• [Consegna scritta 1]:
Riporti le righe dell'elenco dalla riga che contiene "Target: boy's dark hair" fino alla fine dell'elenco, inclusa, sostituendo "polo shirt" con "sport shirt" e lasciando invariato tutto il resto.

====== Testo fornito

Maggio, mese
ricco di avvenimenti, ricorrenze ed impegni.
Il 3 maggio ho festeggiato l’ennesimo anniversario di matrimonio. Il
figliolo si è prestato a fare da badante a mia madre e al cane, tanto da
permettere a noi “sposini non più novelli” di consumare una romantica cena…ehm,
volevo dire pizza, al ristorante (tempo di crisi, si sa, meglio non strafare
eheheheh!)
Venerdì 17, mai giorno è stato più nefasto. Tutta la scuola
ha partecipato, con tanto di bandiera listata a lutto e centinaia di ragazzi, nonché
adulti, piangenti ed affranti, al funerale di una nostra alunna, colpita da un
tremendo male incurabile a soli tredici anni.
La sera prima, una collega, ancora molto scossa dopo il S.
Rosario, mi aveva informata sul fatto che i ragazzi avrebbero voluto dedicare
alla compagna il canto “Il corvo”, un brano scout che lei aveva intonato spesso
con i suoi amici. Io non avevo mai sentito nominare un brano del genere, senza
contare che questo uccello, così nero e gracchiante, mi evocava scene assolutamente
inadatte ad un piccolo angelo di tredici anni. Alle
dieci di sera ero lì che cercavo forsennatamente su youtube una canzone
corrispondente all’indicazione, senza trovare nulla. Per fortuna si era parlato
anche di canto scout, cosa che ha ristretto il campo delle ricerche, altrimenti
avrei dovuto passare in rassegna tutti i pennuti di mia conoscenza prima di
trovare quello giusto! Alla fine, ho scoperto che il titolo giusto era “Il
falco”, ma mi sono resa anche conto che ne esistevano varie versioni. Quale
poteva essere quella esatta?
A mezzanotte ero lì, imbambolata e
frastornata, che cantavo davanti al pc “Un
falco volava nel cielo un mattino, ricordo quel tempo quando ero bambino, io lo
seguivo nel rosso tramonto, dall'alto del monte scoprivo il suo mondo. E allora
ea, ea, ea, ea, ea, ea ea ea ea e…”

============
====== Righe di dati

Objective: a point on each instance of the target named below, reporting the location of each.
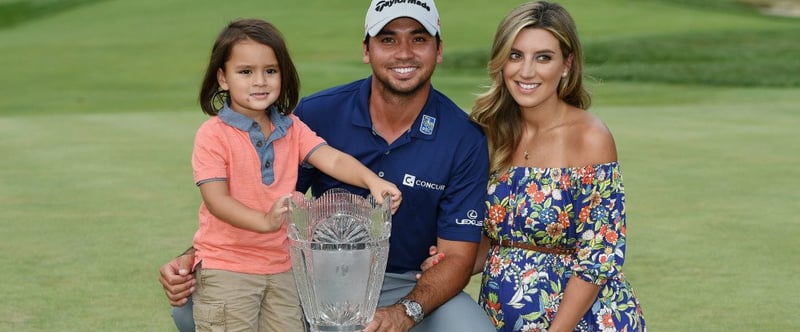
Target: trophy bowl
(339, 244)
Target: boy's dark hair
(212, 98)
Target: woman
(554, 236)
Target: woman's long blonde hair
(495, 110)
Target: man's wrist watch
(413, 309)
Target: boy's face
(252, 77)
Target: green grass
(98, 112)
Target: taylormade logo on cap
(381, 12)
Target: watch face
(413, 309)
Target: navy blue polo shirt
(440, 165)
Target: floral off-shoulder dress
(578, 208)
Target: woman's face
(534, 68)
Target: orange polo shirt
(237, 155)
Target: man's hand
(177, 279)
(390, 319)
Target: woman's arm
(578, 298)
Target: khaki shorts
(232, 301)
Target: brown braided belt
(528, 246)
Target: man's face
(403, 56)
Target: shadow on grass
(16, 13)
(743, 58)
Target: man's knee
(461, 313)
(183, 318)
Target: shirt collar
(244, 123)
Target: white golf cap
(381, 12)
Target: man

============

• [Consegna scritta 2]:
Secondo il testo fornito, di quali cose è ricco il mese di maggio? Le elenchi tutte.

• [Risposta completa 1]:
Target: boy's dark hair
(212, 98)
Target: woman
(554, 236)
Target: woman's long blonde hair
(495, 110)
Target: man's wrist watch
(413, 309)
Target: boy's face
(252, 77)
Target: green grass
(98, 112)
Target: taylormade logo on cap
(381, 12)
Target: watch face
(413, 309)
Target: navy blue sport shirt
(440, 165)
Target: floral off-shoulder dress
(578, 208)
Target: woman's face
(534, 68)
Target: orange sport shirt
(237, 155)
Target: man's hand
(177, 279)
(390, 319)
Target: woman's arm
(578, 298)
Target: khaki shorts
(232, 301)
Target: brown braided belt
(528, 246)
Target: man's face
(403, 56)
Target: shadow on grass
(16, 13)
(743, 58)
Target: man's knee
(461, 313)
(183, 318)
Target: shirt collar
(244, 123)
Target: white golf cap
(381, 12)
Target: man

• [Risposta completa 2]:
avvenimenti, ricorrenze, impegni